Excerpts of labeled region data
_ _ _ _ _ _ _

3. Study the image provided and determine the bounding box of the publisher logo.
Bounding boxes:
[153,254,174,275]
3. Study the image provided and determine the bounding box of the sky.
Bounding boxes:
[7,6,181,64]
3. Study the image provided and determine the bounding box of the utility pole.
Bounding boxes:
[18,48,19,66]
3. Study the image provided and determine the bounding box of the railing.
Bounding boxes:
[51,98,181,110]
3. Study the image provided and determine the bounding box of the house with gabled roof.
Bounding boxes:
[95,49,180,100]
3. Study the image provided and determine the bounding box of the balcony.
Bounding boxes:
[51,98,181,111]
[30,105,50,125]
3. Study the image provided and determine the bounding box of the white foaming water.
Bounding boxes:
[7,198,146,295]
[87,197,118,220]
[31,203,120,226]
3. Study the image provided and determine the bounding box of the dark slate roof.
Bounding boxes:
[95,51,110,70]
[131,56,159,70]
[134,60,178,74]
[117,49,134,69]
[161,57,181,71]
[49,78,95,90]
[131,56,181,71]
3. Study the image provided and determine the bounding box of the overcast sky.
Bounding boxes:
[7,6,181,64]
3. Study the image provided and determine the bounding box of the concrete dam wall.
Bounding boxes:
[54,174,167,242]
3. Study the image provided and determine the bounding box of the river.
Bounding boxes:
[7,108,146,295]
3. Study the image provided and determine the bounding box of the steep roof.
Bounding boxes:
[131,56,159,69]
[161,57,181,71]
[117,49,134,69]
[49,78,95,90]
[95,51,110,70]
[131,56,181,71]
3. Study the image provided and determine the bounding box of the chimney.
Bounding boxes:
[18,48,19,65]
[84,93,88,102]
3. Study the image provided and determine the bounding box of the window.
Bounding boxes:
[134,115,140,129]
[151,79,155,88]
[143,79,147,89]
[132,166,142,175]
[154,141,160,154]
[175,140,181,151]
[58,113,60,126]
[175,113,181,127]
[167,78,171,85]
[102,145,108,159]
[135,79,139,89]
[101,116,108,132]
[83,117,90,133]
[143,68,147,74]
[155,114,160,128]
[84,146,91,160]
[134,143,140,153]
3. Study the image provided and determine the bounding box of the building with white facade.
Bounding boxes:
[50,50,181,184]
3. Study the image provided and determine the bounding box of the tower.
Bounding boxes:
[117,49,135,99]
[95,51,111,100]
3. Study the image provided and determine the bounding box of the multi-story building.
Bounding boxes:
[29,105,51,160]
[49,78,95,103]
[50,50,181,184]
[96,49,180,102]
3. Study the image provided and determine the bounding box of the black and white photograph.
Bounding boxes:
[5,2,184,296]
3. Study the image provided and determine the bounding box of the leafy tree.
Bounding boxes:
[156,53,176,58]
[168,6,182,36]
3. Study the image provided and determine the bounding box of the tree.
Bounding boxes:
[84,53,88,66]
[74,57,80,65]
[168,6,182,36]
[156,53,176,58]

_ _ _ _ _ _ _

● **Problem**:
Rewrite every one of the entries above so that "Study" becomes "Examine" wherever it appears, leaving everything else as it is.

● **Output of the exercise**:
3. Examine the image provided and determine the bounding box of the publisher logo.
Bounding boxes:
[153,254,174,275]
3. Examine the image provided and determine the bounding box of the sky.
Bounding boxes:
[7,6,181,64]
3. Examine the image provided and determine the bounding box of the utility pole.
Bounding boxes:
[18,48,19,66]
3. Examine the image provided and determine the bounding box of the railing.
Bounding boxes:
[51,98,181,110]
3. Examine the image provided and determine the bounding box of the house with gabled roof.
Bounding boxes:
[95,49,180,100]
3. Examine the image provided and determine the bounding box of the balcony.
Bounding boxes:
[51,98,181,111]
[30,105,50,125]
3. Examine the image provided and determine the bounding box of the white foaming water.
Bounding boxes:
[7,198,146,295]
[87,197,118,220]
[31,203,120,226]
3. Examine the image provided and determine the bounding box of the dark slate roof.
Bounding boxes:
[95,51,110,70]
[131,56,159,70]
[134,60,178,74]
[117,49,134,69]
[161,57,181,71]
[49,78,95,90]
[131,56,181,71]
3. Examine the image provided and determine the bounding box of the overcast sky.
Bounding boxes:
[7,6,181,64]
3. Examine the image provided and determine the bounding box of the concrete dam wall.
Bounding boxes:
[54,174,167,242]
3. Examine the image provided and determine the bounding box of the river.
Bounding boxes:
[7,108,146,295]
3. Examine the image provided and determine the bounding box of the steep roof.
Bounding boxes:
[131,56,159,69]
[161,57,181,71]
[117,49,134,69]
[49,78,95,90]
[95,51,110,70]
[131,56,181,71]
3. Examine the image provided and determine the bounding box of the chimney.
Bounding boxes:
[18,48,19,65]
[84,93,88,102]
3. Examine the image provided and determine the bounding box of the window.
Bounding boxes:
[134,115,140,129]
[151,79,155,88]
[143,79,147,89]
[132,166,142,175]
[154,141,160,154]
[175,140,181,151]
[58,113,60,126]
[175,113,181,127]
[167,78,171,85]
[102,145,108,159]
[135,79,139,89]
[101,116,108,132]
[83,117,90,133]
[143,68,147,74]
[155,114,160,128]
[84,146,91,160]
[134,143,140,153]
3. Examine the image provided and determine the bounding box of the building with white facade.
Bounding boxes:
[50,50,181,184]
3. Examine the image provided and determine the bounding box of the tower.
Bounding boxes:
[117,49,135,99]
[95,51,111,100]
3. Examine the image provided and determine the bounding box of the multi-story building.
Bounding boxes:
[29,105,51,160]
[49,78,95,103]
[50,50,181,184]
[96,49,180,102]
3. Examine the image provided and determine the bounding box of the black and white photograph.
Bounding boxes:
[5,2,184,296]
3. Examine the image provided and determine the bounding box of the leafy tree.
Bounding boxes:
[156,53,176,58]
[168,6,182,36]
3. Examine the image provided and determine the bounding box of the tree.
Bounding boxes:
[84,53,88,66]
[74,57,80,65]
[168,6,182,36]
[156,53,176,58]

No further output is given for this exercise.